Dos. Megaobras que, de ser terminadas, producirán consecuencias perjudiciales, opuestas a las tendencias mundiales y con graves impactos ambientales, especialmente en la península de Yucatán, Tabasco, Vera Cruz y Oaxaca.

Tres. Una continuada tradición de corrupción e impunidad por  el mayestático desinterés presidencial en consolidar un sólido sistema institucional anticorrupción. El actual gobierno ve el combate a la corrupción como persecución de sus adversarios políticos y no mucho más.

Cuatro. El arraigo ulterior de una cultura política basada en el poder casi absoluto del Señor Presidente (antiguo y persistente anacronismo) con la continuada fragilidad de una administración pública politizada e ineficiente.

Cinco. Un conjunto de programas sociales insostenibles dado el bajo crecimiento económico y un ulterior alejamiento del objetivo de construir un sistema de bienestar social de bases universales.

Esta presidencia tendrá en el mediano-largo plazo dos efectos complementarios: desprestigiar por un largo ciclo histórico a la izquierda como fuerza política con visión de Estado capaz de refundar instituciones ruinosas. Se nos legará incertidumbre, encono político, persistente pobreza masiva y una criminalidad descontrolada. Por alguna -tal ve no misteriosa razón- la izquierda mexicana parece incapaz de producir personajes comparables a Ricardo Lagos, Lula, Michelle Bachelet y Dilma Rousseff o, para ir más lejos, Salvador Allende y Jacobo Arbenz. El molde de Lázaro Cárdenas se rompió hace tiempo y las piezas no se han vuelto a pegar.

————————

■ LO QUE HARÁS:
A. Indica si cada afirmación concuerda con el fragmento del documento y cita las palabras exactas que lo deciden: (i) las megaobras tendrían graves impactos ambientales, sobre todo en la península de Yucatán, Tabasco, Vera Cruz y Oaxaca; (ii) el gobierno actual concibe el combate a la corrupción como una amplia reforma institucional; (iii) los programas sociales resultan sostenibles gracias al alto crecimiento económico.
B. Según el fragmento del documento, ¿qué molde se rompió hace tiempo?
C. Transcribe del fragmento del documento el texto que comienza en "Tres. Una continuada" y termina en "no mucho más.".

————————

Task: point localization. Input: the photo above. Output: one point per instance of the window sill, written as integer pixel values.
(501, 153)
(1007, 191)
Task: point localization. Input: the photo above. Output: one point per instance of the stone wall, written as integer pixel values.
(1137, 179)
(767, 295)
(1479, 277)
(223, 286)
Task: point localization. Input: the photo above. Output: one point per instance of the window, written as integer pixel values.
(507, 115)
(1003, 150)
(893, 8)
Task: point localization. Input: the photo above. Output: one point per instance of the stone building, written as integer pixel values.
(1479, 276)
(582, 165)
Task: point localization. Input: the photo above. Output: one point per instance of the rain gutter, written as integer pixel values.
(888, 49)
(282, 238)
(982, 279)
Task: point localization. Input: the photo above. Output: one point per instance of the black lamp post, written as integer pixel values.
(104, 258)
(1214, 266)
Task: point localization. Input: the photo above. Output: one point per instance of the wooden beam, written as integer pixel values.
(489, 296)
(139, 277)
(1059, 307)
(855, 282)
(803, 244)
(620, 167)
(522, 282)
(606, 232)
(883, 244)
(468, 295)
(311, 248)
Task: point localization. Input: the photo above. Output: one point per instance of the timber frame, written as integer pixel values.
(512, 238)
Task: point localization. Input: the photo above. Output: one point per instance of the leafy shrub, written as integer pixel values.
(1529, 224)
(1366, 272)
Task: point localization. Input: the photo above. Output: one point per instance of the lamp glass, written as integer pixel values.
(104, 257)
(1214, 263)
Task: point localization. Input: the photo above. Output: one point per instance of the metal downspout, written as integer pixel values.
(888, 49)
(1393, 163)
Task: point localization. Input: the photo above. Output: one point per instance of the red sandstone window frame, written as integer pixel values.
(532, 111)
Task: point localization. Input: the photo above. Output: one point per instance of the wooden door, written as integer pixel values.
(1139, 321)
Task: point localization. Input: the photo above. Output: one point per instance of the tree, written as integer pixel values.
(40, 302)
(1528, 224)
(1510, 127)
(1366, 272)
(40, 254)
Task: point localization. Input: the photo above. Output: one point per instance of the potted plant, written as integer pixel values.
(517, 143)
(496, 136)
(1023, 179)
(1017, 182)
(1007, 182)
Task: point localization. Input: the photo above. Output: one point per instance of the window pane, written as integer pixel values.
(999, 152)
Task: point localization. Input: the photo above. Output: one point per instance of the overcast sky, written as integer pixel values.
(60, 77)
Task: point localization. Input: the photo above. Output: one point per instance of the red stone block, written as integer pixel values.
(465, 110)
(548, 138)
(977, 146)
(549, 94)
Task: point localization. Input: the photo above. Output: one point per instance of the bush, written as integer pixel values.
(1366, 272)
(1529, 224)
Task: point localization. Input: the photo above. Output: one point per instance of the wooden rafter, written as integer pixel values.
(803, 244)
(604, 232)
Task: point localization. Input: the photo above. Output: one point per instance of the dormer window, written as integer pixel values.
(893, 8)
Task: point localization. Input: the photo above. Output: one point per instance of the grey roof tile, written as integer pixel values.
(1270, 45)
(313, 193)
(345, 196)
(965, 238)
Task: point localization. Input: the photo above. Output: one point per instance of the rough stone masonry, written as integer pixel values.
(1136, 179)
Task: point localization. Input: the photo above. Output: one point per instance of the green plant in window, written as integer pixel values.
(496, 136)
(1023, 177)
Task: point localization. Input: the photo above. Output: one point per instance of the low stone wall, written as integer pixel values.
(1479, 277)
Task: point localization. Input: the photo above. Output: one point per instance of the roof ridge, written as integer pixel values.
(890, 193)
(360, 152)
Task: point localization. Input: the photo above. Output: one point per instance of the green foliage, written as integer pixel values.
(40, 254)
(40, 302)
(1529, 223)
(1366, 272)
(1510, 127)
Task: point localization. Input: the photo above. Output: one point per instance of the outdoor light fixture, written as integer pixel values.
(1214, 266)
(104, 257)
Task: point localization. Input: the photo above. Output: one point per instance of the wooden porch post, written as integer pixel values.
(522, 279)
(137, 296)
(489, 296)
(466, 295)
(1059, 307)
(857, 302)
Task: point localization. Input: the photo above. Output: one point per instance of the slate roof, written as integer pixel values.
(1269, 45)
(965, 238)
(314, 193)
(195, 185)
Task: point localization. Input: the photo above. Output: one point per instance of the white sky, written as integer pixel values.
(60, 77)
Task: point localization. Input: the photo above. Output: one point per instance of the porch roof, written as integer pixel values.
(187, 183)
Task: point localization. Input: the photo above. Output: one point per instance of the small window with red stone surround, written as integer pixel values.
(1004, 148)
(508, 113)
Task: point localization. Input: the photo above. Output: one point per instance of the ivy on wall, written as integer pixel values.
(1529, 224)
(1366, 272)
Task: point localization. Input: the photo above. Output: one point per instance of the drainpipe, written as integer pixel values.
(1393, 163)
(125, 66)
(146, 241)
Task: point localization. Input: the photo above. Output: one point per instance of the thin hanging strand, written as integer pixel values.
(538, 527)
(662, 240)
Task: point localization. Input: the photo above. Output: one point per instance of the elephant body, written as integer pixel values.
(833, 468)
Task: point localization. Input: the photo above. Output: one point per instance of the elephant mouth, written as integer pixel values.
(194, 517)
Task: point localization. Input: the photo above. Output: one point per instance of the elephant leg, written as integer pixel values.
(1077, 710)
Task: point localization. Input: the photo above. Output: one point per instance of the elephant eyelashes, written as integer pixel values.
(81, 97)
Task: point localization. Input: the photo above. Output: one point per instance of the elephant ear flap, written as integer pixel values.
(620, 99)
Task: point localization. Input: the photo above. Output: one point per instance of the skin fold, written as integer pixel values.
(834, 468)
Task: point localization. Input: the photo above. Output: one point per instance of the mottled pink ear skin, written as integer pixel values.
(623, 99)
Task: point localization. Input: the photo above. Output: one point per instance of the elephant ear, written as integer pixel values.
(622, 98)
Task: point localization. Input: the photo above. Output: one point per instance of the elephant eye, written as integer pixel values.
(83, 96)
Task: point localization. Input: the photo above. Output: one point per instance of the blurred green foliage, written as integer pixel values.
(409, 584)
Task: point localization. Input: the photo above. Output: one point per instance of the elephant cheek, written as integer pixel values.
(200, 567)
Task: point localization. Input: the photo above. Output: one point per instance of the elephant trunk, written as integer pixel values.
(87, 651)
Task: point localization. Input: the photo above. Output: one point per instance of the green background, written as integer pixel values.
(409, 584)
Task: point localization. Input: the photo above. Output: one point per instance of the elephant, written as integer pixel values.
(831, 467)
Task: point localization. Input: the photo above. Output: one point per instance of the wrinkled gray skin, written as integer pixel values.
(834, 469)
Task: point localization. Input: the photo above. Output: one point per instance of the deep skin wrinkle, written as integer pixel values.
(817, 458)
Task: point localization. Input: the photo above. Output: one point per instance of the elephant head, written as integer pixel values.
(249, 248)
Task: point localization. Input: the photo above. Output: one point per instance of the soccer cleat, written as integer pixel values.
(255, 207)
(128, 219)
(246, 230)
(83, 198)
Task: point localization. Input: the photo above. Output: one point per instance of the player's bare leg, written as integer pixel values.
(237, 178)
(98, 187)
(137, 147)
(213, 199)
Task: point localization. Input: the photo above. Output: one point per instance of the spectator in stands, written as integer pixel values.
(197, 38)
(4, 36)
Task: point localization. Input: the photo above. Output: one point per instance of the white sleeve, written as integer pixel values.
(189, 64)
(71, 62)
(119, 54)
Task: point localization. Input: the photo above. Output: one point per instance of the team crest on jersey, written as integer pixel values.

————————

■ SOLUCIONES:
A.
(i) Sí: "con graves impactos ambientales, especialmente en la península de Yucatán, Tabasco, Vera Cruz y Oaxaca".
(ii) No: "El actual gobierno ve el combate a la corrupción como persecución de sus adversarios políticos y no mucho más."
(iii) No: "Un conjunto de programas sociales insostenibles dado el bajo crecimiento económico".

B. El molde de Lázaro Cárdenas.

C.
Tres. Una continuada tradición de corrupción e impunidad por  el mayestático desinterés presidencial en consolidar un sólido sistema institucional anticorrupción. El actual gobierno ve el combate a la corrupción como persecución de sus adversarios políticos y no mucho más.